**Information given**
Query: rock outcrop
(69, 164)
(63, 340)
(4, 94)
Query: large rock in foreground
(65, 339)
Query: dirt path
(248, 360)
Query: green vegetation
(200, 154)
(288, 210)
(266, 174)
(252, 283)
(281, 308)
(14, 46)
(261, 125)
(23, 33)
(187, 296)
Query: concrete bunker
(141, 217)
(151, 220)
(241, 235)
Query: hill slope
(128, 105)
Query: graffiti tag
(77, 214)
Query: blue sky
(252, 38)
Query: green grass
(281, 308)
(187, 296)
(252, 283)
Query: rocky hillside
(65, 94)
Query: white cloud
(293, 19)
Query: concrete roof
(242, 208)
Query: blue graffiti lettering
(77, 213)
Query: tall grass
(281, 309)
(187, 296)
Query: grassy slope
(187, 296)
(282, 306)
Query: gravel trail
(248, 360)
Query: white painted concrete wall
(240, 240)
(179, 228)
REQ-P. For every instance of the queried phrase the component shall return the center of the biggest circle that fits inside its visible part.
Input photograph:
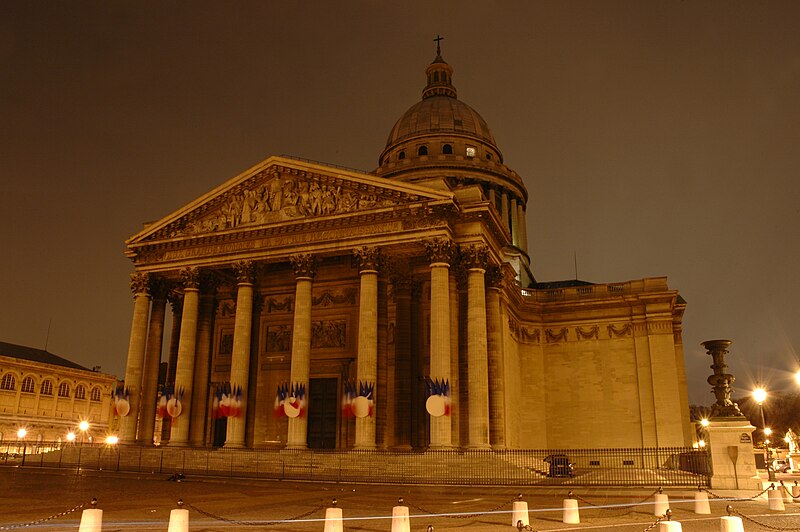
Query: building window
(28, 386)
(8, 382)
(63, 390)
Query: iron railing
(524, 467)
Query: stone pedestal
(730, 444)
(794, 461)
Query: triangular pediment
(282, 190)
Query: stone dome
(440, 115)
(440, 123)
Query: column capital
(140, 283)
(245, 271)
(474, 256)
(367, 258)
(440, 250)
(494, 277)
(304, 264)
(190, 277)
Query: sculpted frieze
(327, 334)
(341, 297)
(274, 197)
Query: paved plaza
(143, 502)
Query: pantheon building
(319, 307)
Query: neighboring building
(393, 309)
(49, 396)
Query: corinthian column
(155, 338)
(474, 259)
(497, 431)
(202, 363)
(304, 266)
(240, 360)
(440, 253)
(367, 362)
(514, 223)
(140, 285)
(184, 373)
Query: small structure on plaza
(317, 306)
(48, 396)
(730, 434)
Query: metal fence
(523, 467)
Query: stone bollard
(571, 513)
(669, 526)
(787, 497)
(92, 519)
(179, 519)
(333, 518)
(701, 505)
(661, 504)
(775, 500)
(519, 512)
(400, 519)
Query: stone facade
(49, 396)
(395, 309)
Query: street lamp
(760, 395)
(84, 426)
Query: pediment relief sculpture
(271, 197)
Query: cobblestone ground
(143, 502)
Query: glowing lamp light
(760, 395)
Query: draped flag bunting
(122, 405)
(174, 405)
(280, 399)
(438, 394)
(161, 409)
(292, 398)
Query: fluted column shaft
(504, 208)
(441, 428)
(202, 367)
(514, 223)
(367, 366)
(150, 378)
(497, 434)
(478, 370)
(301, 346)
(240, 360)
(523, 228)
(136, 353)
(402, 355)
(184, 373)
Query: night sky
(655, 138)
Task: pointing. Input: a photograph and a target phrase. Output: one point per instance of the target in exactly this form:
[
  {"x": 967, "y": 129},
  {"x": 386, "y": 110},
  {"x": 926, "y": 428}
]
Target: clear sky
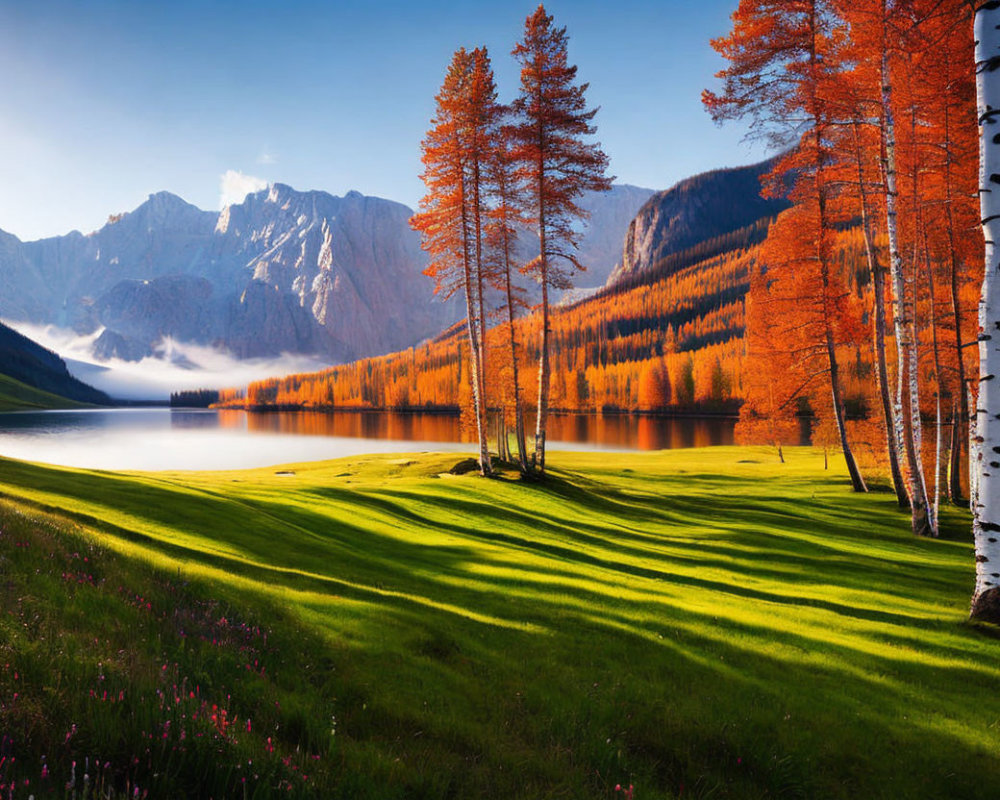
[{"x": 106, "y": 101}]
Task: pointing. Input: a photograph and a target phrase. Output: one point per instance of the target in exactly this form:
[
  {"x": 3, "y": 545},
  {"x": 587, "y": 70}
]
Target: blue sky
[{"x": 107, "y": 101}]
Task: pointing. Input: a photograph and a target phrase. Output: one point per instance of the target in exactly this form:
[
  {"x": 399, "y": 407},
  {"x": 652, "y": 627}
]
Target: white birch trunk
[
  {"x": 986, "y": 516},
  {"x": 906, "y": 369},
  {"x": 975, "y": 457}
]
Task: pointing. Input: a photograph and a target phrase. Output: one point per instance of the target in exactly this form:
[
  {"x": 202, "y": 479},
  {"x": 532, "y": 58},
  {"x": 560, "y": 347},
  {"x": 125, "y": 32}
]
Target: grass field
[
  {"x": 701, "y": 623},
  {"x": 17, "y": 396}
]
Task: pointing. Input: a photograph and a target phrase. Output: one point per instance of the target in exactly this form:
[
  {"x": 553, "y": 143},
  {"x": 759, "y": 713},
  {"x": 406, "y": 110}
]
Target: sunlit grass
[{"x": 705, "y": 623}]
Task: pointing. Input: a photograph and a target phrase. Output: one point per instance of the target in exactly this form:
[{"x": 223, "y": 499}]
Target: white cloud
[{"x": 234, "y": 186}]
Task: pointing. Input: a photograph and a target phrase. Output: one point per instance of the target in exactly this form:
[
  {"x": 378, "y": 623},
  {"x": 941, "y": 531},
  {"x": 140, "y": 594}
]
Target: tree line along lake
[{"x": 174, "y": 439}]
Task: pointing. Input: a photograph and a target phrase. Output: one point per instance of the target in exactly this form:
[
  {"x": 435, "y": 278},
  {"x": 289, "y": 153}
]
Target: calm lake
[{"x": 163, "y": 438}]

**Work required**
Pick out every line in the items above that contains the word "white", treating uppercase and lowercase as different.

**Correct result**
Query: white cloud
Query: white painted concrete wall
Target: white birch trunk
Target: white cloud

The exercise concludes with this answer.